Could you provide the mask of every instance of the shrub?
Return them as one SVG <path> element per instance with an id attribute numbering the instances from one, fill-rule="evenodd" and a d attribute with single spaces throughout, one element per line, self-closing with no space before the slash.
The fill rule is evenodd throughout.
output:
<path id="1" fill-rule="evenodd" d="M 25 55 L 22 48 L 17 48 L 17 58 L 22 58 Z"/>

┄┄┄┄┄┄┄┄┄┄

* GIVEN INSTRUCTION: Please arrange these records as a two-column CSV with the headers request and response, one row per record, and put each text and its answer in a single quoted field with line breaks replaced by spaces.

* COMPLETED TASK:
request,response
"Could you provide the mask of every instance of the shrub? Return them as one SVG <path> element per instance with an id attribute numbering the instances from one, fill-rule=""evenodd"" and a d attribute with single spaces throughout, one element per line, self-closing with no space before the slash. The fill rule is evenodd throughout. output:","<path id=""1"" fill-rule=""evenodd"" d=""M 25 55 L 22 48 L 17 48 L 17 58 L 22 58 Z""/>"